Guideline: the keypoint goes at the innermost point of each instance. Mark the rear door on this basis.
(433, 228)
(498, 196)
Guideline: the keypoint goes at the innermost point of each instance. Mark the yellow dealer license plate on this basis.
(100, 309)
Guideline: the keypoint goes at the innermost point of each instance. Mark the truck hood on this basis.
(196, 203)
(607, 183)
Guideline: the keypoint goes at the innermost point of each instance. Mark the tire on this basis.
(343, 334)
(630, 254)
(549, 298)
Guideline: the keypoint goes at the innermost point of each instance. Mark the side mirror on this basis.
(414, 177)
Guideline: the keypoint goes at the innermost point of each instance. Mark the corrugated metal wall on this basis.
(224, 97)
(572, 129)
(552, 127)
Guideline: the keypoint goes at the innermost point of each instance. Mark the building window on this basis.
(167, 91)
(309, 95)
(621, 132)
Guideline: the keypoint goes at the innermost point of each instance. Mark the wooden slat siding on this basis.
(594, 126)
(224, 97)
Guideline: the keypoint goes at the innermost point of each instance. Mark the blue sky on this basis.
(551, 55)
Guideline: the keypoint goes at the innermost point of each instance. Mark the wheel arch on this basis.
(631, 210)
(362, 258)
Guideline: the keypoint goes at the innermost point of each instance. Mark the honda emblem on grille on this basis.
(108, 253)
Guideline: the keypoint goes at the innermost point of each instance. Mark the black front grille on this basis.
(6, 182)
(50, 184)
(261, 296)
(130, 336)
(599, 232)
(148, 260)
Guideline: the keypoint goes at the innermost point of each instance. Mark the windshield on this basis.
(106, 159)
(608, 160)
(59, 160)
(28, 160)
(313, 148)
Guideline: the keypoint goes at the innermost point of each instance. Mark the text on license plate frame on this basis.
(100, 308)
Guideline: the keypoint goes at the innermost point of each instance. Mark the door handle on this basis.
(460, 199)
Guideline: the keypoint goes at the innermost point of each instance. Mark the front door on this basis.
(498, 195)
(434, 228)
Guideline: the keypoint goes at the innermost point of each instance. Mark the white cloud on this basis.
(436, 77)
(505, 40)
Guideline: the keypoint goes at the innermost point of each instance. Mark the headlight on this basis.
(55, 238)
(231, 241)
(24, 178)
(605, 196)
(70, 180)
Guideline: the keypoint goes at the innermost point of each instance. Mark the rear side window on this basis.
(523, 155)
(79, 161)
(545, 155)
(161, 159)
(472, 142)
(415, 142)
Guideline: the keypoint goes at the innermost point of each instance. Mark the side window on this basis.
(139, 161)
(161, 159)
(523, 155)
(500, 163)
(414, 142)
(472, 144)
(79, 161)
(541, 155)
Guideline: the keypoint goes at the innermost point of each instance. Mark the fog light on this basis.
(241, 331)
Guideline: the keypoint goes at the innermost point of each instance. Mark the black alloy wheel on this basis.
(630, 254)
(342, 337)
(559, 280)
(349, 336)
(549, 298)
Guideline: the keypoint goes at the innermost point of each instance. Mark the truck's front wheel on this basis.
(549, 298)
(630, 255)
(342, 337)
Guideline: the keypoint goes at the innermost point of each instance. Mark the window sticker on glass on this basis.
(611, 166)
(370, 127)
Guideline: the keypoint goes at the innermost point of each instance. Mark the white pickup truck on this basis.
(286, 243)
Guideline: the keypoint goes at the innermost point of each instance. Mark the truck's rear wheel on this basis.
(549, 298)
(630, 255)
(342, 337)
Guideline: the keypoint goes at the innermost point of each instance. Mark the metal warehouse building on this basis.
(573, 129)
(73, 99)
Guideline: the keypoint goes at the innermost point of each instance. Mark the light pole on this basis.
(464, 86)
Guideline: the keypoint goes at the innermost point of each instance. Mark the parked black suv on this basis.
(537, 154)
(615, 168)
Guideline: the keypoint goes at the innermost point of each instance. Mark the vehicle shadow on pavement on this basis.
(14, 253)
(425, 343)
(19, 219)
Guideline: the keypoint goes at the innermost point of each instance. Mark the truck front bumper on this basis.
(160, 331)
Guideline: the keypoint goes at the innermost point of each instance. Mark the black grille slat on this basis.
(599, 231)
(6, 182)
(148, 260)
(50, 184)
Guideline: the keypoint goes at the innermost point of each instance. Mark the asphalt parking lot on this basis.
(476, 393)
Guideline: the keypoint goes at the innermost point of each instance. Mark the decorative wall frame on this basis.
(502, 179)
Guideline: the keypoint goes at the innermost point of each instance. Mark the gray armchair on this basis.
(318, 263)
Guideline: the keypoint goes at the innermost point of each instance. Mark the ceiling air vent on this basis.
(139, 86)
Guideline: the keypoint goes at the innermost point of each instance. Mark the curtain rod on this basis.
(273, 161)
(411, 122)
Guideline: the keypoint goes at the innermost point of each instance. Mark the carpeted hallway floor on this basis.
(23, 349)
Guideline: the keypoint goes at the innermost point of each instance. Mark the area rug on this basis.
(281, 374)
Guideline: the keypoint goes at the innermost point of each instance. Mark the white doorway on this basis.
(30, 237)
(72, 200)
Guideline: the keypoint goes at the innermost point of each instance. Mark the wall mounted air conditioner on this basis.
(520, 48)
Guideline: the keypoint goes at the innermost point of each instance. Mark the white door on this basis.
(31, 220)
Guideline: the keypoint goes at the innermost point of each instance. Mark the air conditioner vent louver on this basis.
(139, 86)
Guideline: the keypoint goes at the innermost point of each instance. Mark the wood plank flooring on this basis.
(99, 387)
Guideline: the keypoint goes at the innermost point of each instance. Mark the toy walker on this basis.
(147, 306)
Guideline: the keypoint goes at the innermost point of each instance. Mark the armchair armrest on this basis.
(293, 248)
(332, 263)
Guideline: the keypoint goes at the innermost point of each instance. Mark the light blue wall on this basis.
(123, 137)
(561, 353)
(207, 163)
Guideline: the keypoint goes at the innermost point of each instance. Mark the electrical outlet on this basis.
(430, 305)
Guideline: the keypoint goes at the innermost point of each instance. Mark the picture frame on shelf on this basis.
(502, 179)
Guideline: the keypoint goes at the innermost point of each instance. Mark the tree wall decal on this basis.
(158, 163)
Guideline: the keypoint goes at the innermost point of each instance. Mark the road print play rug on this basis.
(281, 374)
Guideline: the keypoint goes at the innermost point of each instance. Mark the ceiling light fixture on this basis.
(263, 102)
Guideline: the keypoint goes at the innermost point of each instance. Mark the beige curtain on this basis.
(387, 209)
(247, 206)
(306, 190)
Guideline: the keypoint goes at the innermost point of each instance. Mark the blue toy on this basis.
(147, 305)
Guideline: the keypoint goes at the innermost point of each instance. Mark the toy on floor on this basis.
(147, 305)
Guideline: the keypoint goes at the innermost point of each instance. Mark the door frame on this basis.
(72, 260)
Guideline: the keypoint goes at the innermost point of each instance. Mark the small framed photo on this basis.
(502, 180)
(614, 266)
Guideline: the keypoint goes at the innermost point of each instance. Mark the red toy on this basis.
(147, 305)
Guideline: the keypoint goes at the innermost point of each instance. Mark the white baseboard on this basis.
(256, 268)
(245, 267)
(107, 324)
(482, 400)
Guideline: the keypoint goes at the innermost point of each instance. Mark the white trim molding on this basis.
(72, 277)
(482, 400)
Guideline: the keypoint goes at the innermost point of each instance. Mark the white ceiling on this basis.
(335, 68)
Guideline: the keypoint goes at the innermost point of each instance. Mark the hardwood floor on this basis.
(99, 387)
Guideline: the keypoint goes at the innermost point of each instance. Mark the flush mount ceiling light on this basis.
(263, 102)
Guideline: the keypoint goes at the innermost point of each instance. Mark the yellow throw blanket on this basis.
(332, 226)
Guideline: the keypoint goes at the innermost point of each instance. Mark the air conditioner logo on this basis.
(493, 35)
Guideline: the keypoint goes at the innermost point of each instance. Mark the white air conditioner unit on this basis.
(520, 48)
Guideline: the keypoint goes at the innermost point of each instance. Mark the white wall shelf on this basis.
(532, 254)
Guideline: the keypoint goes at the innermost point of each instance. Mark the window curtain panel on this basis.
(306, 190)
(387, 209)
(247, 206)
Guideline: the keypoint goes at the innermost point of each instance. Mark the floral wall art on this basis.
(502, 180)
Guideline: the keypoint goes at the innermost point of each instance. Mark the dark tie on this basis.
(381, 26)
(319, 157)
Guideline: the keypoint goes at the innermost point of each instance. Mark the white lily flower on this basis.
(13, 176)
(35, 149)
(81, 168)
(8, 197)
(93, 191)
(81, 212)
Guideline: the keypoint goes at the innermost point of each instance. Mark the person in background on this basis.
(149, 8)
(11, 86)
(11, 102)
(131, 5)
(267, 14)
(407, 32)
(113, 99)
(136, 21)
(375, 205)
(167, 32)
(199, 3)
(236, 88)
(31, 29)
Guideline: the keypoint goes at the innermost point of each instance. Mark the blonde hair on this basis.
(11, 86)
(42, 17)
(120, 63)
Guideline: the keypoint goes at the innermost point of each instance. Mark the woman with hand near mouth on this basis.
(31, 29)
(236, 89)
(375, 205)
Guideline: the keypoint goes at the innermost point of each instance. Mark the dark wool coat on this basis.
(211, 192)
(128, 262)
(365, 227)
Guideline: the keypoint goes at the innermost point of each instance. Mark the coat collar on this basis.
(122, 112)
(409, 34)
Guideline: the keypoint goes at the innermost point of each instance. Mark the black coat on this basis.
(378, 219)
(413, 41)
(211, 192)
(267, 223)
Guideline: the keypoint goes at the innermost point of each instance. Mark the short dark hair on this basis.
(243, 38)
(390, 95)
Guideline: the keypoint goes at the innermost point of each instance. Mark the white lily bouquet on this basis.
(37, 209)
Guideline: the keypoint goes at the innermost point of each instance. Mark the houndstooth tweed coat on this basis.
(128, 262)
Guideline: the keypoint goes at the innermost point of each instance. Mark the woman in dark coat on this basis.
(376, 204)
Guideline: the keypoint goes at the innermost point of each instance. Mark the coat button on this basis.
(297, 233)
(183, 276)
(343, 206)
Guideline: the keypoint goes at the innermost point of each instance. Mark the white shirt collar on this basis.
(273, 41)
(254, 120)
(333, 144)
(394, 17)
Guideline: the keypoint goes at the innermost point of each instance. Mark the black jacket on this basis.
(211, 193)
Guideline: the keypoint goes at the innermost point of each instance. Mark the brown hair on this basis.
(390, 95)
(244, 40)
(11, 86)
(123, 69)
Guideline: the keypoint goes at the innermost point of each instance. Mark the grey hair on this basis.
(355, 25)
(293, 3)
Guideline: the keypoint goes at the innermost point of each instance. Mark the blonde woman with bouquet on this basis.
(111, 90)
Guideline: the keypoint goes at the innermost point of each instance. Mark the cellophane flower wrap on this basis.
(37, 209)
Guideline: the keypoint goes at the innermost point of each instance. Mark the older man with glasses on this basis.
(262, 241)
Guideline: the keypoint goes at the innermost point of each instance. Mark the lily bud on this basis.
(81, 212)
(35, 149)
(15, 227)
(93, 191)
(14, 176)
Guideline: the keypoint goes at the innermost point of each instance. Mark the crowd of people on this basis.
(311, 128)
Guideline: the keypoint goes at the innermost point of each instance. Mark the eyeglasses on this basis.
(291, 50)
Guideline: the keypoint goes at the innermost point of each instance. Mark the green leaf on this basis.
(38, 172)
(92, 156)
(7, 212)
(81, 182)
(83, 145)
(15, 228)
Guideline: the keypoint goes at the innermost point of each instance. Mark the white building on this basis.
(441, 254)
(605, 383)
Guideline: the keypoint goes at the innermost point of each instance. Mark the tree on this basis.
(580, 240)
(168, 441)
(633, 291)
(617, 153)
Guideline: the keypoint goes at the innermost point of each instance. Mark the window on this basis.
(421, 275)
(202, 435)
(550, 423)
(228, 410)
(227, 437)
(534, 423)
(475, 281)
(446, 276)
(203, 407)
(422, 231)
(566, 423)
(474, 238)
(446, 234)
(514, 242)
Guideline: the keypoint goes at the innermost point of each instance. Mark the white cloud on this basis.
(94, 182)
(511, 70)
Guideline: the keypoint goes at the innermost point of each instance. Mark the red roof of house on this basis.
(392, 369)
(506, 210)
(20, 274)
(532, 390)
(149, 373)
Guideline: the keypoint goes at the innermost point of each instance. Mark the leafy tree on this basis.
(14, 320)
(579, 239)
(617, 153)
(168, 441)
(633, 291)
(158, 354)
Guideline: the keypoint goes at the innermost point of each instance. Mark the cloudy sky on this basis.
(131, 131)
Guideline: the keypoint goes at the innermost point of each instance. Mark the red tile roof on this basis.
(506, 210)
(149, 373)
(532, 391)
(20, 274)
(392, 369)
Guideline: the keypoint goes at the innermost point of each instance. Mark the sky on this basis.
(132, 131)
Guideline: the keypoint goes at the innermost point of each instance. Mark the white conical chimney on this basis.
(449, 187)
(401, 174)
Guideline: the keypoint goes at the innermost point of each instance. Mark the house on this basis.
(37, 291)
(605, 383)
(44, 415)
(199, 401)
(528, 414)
------------------------------
● **TASK PROMPT**
Only the lines from the one containing "of house on this basis." through the end of the entries above belong in the answer; repeat them exactly.

● **FULL OUTPUT**
Guideline: the keypoint goes at the innermost point of each instance. Mark the red roof of house on this basis.
(392, 369)
(506, 210)
(20, 274)
(532, 390)
(149, 373)
Guideline: the keypoint goes at the innermost point of each instance. Mark the leafy tree on this basis.
(14, 320)
(579, 239)
(617, 153)
(168, 441)
(633, 291)
(158, 354)
Guideline: the keypoint goes at the innermost point of each instance. Mark the cloudy sky on this basis.
(131, 131)
Guideline: the keypoint goes at the innermost point of each instance. Mark the red tile roof on this basis.
(506, 210)
(149, 373)
(532, 391)
(20, 274)
(392, 369)
Guideline: the keypoint goes at the innermost point of each instance. Mark the sky on this basis.
(132, 131)
Guideline: the keypoint goes at the innermost point of each instance. Mark the white conical chimney on this basis.
(449, 187)
(401, 174)
Guideline: the keypoint goes at the innermost point of each instance. Mark the house on this basis.
(37, 291)
(605, 383)
(44, 415)
(199, 401)
(528, 414)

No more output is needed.